EXCERPT PROVIDED Block Start
It's surprising, that you can't manage probe remotelly when it isn't "connected" (even you can directly reach it on L3). Technically, probe runs on Linux, so you can have SSH daemon with restricted IP access running here (listenning daemon has minimal performance overhead) - by current "behavior" you simply loose any way to diagnose problem - and dependence of established tunnel is another layer, which can fail... As stated before - simple rebooting is just a *workaround* of any issue, not a solution (but it seems that's your basic recomendation). I think you should work on improvements on probe diagnostics in such cases - new hardware versions of probes seems to be more problematic compared to older probes, as I can see also on atlas mailing list. I remember, that I had to plug out/in USB flash as some step with probe before (also your recomended "solution"). Also on probe should run some kind of watchdog, which reboots probe in case of similar problem automatically - probably it doesn't run now... With regards, Daniel On 31.7.2014 17:31, Philip Homburg wrote:
Hi Daniel,
On Tue Jul 29 19:29:20 2014, danny@danysek.cz wrote:
What checks did you performed at your side before sending such email? You don't have any kind of "emenergency" probe management, like SSH shell access directly to the device? What do you see in *your* logs about affected probe before it was disconnected?
The mail gets sent when the is not connected for some time. Nothing more.
There are no open ports on the probes. The probe can only be controlled when it is connected.
There is some evidence in the logs that there was already something wrong with the probe when it disconnected. Most likely there is something wrong with the filesystem on the USB flash drive, but that is hard to say.
EXCERPT PROVIDED Block End
AVAILABLE DATA Block Start
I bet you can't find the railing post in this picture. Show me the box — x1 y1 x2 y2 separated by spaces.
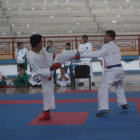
138 35 140 55
12 38 15 59
75 36 78 49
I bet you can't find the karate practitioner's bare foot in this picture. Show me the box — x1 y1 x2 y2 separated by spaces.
122 104 129 109
96 110 110 117
92 82 95 86
78 82 84 86
38 110 51 121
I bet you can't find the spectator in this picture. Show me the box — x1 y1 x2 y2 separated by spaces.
0 72 7 88
63 43 73 82
15 42 28 70
57 67 71 87
46 40 56 84
46 40 56 55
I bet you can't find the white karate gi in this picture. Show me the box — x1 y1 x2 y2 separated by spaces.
28 48 77 111
15 48 28 63
81 41 127 111
78 42 94 82
57 73 71 87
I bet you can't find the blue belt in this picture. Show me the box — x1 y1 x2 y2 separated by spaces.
107 64 122 69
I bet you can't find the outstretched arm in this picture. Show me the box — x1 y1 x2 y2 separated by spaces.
54 49 77 64
80 46 109 58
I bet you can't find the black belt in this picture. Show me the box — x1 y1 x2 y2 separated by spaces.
107 64 122 69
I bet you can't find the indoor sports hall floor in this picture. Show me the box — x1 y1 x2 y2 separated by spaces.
0 74 140 140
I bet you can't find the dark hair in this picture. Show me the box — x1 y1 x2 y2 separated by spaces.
47 40 53 44
66 43 71 46
82 35 88 39
105 30 116 40
18 64 24 69
30 34 42 48
60 67 65 70
17 42 23 47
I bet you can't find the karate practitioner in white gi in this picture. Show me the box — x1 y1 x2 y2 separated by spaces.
28 35 77 120
78 35 95 86
80 30 128 117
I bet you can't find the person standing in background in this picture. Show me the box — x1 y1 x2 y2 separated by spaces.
15 42 28 70
78 35 95 86
63 43 73 83
46 40 57 84
46 40 56 55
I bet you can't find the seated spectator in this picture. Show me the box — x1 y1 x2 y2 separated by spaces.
0 72 7 88
9 64 30 87
57 67 71 87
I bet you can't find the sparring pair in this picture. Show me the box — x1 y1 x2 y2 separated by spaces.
28 34 78 120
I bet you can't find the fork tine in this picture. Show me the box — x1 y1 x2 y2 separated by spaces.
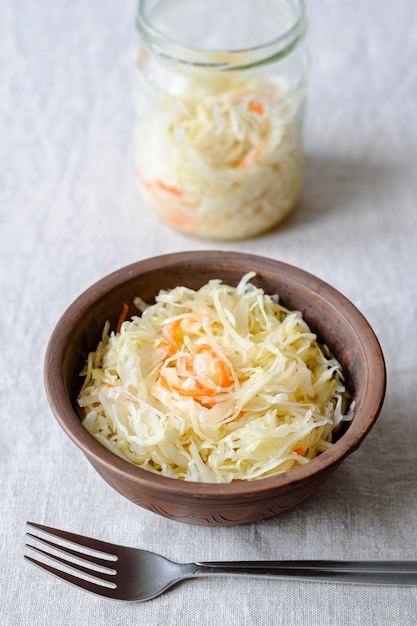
26 544 117 583
24 554 116 599
26 533 116 569
26 522 118 557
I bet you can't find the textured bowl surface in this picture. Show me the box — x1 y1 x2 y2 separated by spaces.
44 251 386 525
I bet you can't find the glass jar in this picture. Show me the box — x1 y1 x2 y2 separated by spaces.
135 0 307 240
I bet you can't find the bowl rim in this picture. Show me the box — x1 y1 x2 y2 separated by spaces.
44 250 386 502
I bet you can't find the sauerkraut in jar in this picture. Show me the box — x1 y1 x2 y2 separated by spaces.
135 0 306 239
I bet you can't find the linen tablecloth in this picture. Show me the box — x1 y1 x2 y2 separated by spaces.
0 0 417 626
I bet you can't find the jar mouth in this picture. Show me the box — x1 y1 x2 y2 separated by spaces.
136 0 306 71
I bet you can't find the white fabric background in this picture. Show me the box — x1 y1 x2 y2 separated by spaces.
0 0 417 626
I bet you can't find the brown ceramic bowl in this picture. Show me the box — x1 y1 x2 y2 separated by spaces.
45 252 386 526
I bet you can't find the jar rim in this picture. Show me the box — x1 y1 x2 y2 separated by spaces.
136 0 306 71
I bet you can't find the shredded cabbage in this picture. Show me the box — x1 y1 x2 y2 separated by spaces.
136 74 304 239
78 272 353 483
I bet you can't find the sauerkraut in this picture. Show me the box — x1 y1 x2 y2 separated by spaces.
78 273 353 483
136 74 304 239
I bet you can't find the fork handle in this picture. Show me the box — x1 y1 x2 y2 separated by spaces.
194 561 417 585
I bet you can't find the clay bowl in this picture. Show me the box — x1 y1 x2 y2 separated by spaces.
45 251 386 526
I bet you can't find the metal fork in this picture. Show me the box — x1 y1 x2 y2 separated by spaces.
25 522 417 602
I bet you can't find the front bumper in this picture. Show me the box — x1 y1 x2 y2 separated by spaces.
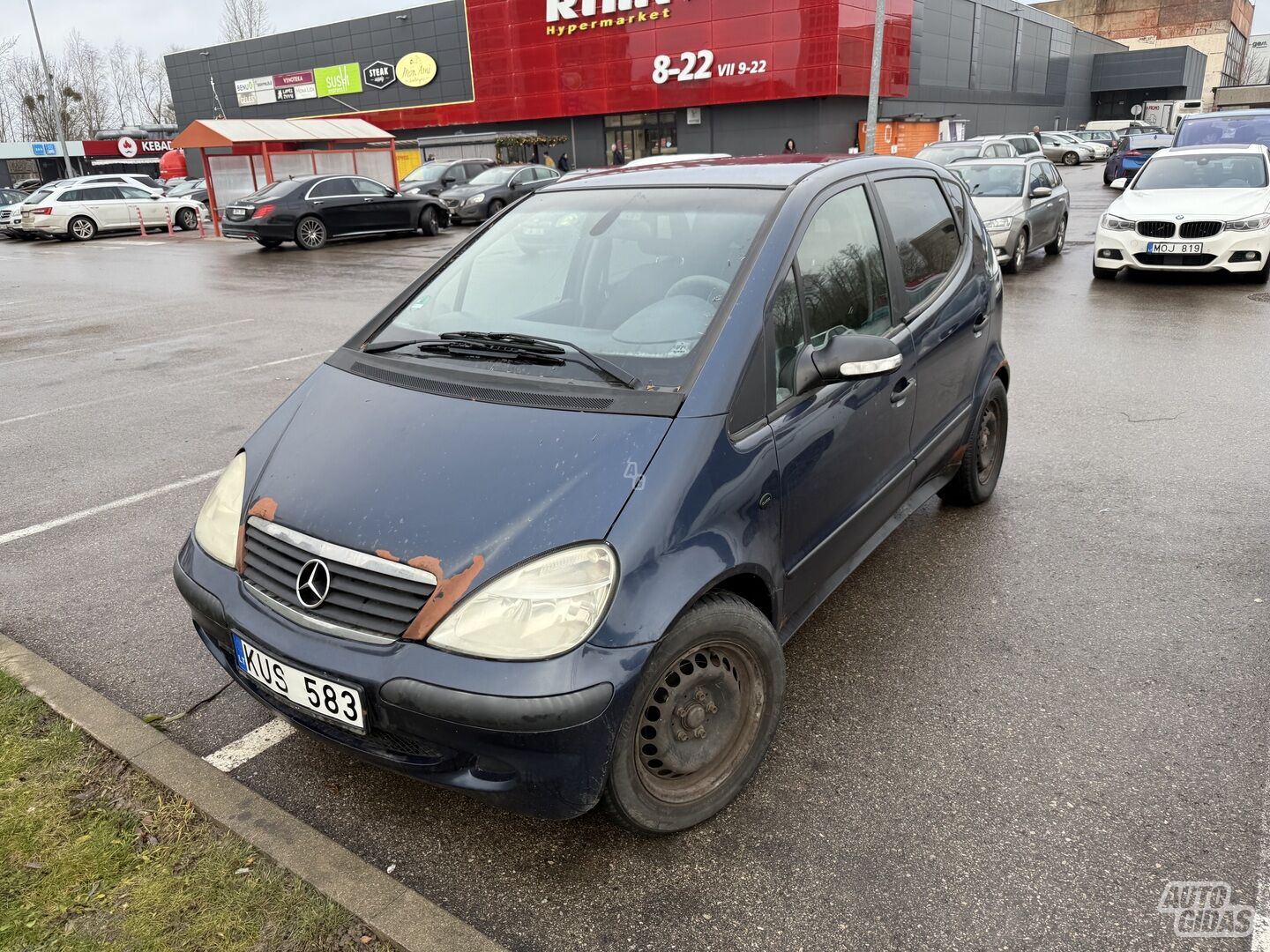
AVAILABLE DATA Block End
## TASK DESCRIPTION
In the email about the probe, retype the passage that begins at the words "The mail gets" and stops after the words "hard to say.". None of the data is needed here.

## THE COMPLETED TASK
The mail gets sent when the is not connected for some time. Nothing more.
There are no open ports on the probes. The probe can only be controlled when it is connected.
There is some evidence in the logs that there was already something wrong with the probe when it disconnected. Most likely there is something wrong with the filesystem on the USB flash drive, but that is hard to say.